## Document excerpt
·····
Note: it's been a while since I worked on this kind of stuff. Hopefully my answer is in the ballpark.

You'll need to trap the div-0 exception that occurs when this happens -- I believe MSR.FE0 and MSR.FE1 as well as FPSCR.VE and FPSCR.ZE will need to be manipulated in order to ensure the handling of this the way you want.

So once you get that set up and working, you'll need to:

  • take control of the exception handling for these scenarios (0/0 and 1/0). In most of the small real-time kernels I use, with all source code available, I would know what to do. Not sure what your RTOS is or how much control you have. Chances are, if it's a "heavierweight" OS, it's not going to let you fiddle with exception handler logic. I think 0/0 will trigger an "Invalid Operation" exception (FPSCR.VE), whereas 1/0 will trigger an IEEE floating-point zero divide exception (FPSCR.ZE).

    • if you get the Invalid Operation exception you need to determine if the cause was 0/0 or something else. With 0/0, FPSCR.VXZDZ will be set (I think). There are other ways to trigger this exception so here FPSCR is your friend.

    • if you get the IEEE FP div-0 exception you need to determine if the cause was 1/0 or something else (e.g. 2/0). I think for this you'll have to examine the registers of the interrupted context to see if the numerator was 1 at the time of the division operation that caused the exception. The FPU doesn't care if you attempted 1/0 or 2/0, but apparently your application does.
·····
## Tasks and exercises
a. According to the floating-point exception excerpt, what kind of exception does 1/0 trigger?
b. Write the next part of the floating-point exception excerpt, starting right after its last sentence.
The rows that follow are separate material and are unrelated to the floating-point exception excerpt.

## Dataset entries
·····
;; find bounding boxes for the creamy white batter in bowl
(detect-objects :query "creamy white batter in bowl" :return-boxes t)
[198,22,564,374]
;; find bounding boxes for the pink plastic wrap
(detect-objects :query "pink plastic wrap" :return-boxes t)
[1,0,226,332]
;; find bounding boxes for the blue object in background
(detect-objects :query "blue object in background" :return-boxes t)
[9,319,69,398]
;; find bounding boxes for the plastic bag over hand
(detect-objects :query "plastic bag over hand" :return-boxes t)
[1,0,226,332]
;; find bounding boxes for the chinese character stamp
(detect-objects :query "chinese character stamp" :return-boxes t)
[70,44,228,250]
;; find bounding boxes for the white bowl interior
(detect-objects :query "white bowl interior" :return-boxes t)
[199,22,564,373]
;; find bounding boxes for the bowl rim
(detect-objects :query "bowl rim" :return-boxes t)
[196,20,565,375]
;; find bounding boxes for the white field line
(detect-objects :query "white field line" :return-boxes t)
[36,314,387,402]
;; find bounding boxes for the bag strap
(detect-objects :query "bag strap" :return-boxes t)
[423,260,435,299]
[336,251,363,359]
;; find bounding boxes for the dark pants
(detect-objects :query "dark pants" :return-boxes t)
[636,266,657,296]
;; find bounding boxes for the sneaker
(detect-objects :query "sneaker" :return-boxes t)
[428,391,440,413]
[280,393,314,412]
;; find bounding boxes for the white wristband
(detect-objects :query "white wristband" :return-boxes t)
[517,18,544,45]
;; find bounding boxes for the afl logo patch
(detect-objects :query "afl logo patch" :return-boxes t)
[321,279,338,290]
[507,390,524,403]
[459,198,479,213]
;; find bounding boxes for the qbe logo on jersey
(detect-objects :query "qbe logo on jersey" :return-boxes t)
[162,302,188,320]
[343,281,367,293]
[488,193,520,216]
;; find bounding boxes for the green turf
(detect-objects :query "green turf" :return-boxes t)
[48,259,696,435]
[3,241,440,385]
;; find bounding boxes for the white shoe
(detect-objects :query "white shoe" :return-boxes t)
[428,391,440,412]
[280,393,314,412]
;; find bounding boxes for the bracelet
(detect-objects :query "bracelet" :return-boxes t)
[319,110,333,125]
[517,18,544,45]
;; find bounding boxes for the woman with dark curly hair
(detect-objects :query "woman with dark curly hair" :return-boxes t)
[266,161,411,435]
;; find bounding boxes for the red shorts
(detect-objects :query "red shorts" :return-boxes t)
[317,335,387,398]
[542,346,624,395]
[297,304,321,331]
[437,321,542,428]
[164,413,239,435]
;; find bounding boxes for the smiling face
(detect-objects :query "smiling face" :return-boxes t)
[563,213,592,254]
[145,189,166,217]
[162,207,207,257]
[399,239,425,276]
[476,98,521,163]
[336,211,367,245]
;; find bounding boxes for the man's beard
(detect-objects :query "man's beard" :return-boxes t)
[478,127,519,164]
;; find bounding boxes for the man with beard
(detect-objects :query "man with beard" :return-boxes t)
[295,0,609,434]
·····
## Answers to the problems
a. An IEEE floating-point zero divide exception (FPSCR.ZE).

b.
  • next, you need to alter the returning context so that you get the desired result. This might be something like changing the FP registers used in the operation so that when you return from exception & the FP division is re-tried, it yields zero. For example, make the numerator 0 and the divisor 1.

Then when you return from the exception, you should get your desired result. Sorry I'm rusty on the specific registers and values, I hope this is enough to get the job done.

You also asked about selectively enabling this behavior just for your application process. I've had to do things like this before, but more in flat-address space, "single process, multiple thread" type kernels (where each task is really a thread, all running in the same flat address space). I've done it a couple different ways, here are some ideas that might work for you:

  • In the exception handler, examine the process ID / task ID and if it's your application process, handle it the special way, otherwise handle it the standard "system" way.

  • Alternatively, on a context switch into your application, install your "special" handling for this exception. On a context switch out of your application process, replace it with the standard handling. Note that the application itself won't be able to do this, you'll have to tap into the kernel to do it (there might be a context switch hook/callout that you can use, otherwise you'll probably be modifying kernel source).

I've inherited legacy code like this before & I feel your pain. You want to shake your fist at the people who installed such bone-headed behavior, but right now shaking your fist doesn't help you ship product. You need a solution. Good luck.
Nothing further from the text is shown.